=== GIVEN RECORDS ===
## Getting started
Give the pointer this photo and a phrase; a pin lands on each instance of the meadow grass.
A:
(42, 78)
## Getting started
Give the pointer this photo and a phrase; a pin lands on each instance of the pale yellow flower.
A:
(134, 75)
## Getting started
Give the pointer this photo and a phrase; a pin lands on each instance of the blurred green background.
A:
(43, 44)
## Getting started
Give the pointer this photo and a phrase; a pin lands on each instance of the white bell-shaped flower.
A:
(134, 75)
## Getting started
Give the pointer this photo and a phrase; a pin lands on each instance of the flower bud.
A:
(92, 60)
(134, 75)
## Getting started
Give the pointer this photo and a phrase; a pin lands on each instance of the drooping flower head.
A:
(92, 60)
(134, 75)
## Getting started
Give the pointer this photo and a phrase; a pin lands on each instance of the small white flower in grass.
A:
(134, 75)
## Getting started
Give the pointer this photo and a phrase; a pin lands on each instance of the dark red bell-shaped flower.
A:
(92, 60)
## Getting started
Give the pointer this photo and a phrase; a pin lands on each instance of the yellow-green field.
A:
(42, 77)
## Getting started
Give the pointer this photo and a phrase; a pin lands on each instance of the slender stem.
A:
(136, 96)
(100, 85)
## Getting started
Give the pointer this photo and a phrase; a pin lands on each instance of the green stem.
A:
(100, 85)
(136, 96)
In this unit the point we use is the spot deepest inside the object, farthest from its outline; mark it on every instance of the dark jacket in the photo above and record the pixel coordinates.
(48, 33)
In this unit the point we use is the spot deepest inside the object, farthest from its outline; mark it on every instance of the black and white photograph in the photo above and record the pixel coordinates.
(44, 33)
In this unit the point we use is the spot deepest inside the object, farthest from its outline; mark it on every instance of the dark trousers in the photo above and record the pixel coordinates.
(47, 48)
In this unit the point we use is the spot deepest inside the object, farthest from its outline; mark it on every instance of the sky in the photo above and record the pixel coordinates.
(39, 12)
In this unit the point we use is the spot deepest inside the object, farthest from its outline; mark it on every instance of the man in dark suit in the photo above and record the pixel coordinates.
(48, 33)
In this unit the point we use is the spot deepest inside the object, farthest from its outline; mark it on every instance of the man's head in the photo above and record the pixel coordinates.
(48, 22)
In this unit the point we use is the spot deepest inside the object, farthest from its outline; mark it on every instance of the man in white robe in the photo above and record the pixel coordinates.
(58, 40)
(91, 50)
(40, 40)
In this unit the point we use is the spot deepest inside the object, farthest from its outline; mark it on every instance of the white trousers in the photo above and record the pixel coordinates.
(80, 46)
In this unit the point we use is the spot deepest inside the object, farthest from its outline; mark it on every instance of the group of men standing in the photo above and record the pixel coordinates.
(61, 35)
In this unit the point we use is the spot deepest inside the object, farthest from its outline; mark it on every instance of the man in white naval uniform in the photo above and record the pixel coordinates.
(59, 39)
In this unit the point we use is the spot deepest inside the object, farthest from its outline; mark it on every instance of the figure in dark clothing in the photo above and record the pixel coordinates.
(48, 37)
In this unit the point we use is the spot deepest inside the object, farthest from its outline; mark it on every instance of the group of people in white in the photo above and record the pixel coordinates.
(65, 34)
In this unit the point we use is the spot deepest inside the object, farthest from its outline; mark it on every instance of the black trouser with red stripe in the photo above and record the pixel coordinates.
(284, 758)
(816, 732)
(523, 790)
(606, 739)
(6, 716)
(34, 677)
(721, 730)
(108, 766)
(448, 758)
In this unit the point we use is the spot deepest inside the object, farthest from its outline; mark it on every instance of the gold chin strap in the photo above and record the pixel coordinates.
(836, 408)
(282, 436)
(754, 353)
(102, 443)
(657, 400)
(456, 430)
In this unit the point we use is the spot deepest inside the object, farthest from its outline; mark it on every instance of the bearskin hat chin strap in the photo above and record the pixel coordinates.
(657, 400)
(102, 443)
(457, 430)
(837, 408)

* * *

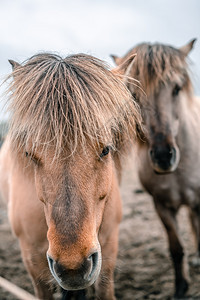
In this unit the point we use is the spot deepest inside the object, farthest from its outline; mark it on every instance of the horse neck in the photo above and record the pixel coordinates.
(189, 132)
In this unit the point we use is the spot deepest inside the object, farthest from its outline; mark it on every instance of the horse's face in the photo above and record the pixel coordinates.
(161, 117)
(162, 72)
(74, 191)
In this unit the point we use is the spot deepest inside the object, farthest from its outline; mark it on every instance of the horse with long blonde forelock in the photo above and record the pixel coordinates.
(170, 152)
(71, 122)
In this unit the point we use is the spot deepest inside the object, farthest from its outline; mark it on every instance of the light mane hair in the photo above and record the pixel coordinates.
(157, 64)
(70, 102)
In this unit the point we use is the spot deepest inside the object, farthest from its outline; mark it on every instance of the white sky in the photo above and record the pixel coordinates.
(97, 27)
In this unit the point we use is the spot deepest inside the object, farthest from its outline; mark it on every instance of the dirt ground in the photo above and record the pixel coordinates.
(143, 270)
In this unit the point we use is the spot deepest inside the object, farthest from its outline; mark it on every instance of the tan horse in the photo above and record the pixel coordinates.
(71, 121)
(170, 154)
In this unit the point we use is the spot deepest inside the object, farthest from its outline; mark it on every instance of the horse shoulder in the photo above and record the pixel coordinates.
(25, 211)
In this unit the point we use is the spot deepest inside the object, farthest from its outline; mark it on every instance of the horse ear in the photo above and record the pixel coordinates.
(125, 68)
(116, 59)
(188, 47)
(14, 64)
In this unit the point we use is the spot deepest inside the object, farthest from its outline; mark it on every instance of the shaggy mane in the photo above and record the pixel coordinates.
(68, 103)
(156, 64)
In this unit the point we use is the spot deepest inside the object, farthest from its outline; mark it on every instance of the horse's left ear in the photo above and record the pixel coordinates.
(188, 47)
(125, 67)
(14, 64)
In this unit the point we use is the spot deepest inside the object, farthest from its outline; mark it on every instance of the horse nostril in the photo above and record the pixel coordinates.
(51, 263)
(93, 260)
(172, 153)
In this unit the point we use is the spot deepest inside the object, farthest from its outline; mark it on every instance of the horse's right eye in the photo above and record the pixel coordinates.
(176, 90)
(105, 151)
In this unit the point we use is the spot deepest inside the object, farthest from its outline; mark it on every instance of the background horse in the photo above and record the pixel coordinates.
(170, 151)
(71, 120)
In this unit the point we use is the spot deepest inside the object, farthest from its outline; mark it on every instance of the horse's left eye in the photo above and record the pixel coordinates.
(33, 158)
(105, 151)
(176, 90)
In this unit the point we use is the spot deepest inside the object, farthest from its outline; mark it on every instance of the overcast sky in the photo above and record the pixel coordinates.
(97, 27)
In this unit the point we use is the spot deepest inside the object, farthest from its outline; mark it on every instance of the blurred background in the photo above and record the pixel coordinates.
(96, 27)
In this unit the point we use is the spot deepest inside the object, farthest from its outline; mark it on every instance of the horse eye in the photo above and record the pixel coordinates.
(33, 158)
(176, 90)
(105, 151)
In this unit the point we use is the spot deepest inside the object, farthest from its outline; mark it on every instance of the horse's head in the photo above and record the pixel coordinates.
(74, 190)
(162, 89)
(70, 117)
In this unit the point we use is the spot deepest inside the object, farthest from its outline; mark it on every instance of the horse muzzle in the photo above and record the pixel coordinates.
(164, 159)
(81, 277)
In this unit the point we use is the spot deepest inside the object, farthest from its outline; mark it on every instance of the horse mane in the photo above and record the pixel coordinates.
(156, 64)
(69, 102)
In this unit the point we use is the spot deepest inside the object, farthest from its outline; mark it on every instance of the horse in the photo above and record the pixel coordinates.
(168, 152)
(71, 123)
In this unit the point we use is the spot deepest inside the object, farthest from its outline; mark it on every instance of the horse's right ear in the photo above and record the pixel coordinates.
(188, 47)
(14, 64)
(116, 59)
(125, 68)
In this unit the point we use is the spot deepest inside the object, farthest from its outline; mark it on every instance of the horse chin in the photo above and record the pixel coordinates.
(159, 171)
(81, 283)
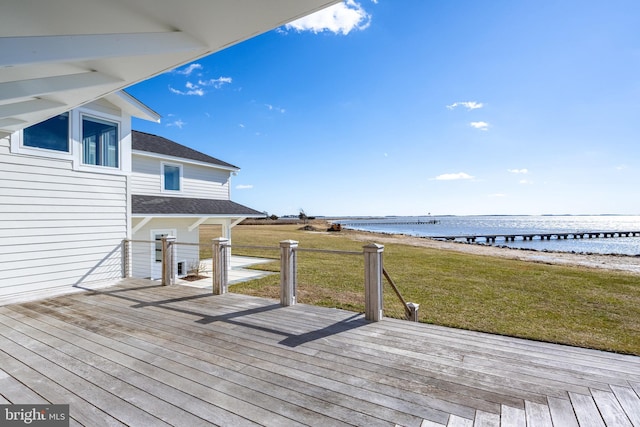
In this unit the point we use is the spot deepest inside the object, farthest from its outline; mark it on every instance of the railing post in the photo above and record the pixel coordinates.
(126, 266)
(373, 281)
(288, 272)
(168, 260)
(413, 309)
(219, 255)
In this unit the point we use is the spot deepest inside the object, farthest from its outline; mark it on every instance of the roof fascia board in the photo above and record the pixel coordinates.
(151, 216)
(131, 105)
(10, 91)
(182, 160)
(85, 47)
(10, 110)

...

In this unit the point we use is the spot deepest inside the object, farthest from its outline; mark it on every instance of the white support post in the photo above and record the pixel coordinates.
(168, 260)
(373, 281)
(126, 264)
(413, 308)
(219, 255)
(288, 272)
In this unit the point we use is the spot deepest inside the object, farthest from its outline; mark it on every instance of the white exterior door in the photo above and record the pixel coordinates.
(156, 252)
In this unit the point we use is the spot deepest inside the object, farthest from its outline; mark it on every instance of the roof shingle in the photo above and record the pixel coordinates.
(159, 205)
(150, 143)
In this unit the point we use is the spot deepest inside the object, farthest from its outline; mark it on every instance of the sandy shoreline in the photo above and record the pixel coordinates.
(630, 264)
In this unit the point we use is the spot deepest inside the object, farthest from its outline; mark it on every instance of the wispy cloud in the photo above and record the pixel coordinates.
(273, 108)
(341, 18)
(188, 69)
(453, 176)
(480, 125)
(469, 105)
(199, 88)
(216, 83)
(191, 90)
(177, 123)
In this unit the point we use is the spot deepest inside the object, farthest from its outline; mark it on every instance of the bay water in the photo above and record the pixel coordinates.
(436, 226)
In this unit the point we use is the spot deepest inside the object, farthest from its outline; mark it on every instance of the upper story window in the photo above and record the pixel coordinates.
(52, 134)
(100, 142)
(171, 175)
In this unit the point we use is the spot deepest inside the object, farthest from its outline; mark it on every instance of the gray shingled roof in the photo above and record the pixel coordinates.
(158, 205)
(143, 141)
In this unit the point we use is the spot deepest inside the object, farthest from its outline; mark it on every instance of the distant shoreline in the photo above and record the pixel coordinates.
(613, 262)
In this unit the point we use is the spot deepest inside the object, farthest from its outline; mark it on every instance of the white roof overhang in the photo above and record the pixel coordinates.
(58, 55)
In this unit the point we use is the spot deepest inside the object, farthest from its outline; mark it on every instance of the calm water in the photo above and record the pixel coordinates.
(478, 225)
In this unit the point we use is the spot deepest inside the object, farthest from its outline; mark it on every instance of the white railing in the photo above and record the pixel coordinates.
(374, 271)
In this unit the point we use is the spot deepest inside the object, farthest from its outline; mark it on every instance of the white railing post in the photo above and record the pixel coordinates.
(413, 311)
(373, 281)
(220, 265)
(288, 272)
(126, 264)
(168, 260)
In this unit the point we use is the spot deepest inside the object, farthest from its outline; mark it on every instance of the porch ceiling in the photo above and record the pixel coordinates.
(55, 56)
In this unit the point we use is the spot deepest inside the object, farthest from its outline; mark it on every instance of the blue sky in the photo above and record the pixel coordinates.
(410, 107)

=== WHAT YOU SHOULD DO ===
For each line of the entries that includes "shaped", show that line.

=== EXERCISE ANSWER ===
Give the pointer this photo and a phrase; a pin lands on each instance of the white bell-shaped flower.
Give the pointer this photo and a phrase; a pin lands on each instance of the dark red bell-shaped flower.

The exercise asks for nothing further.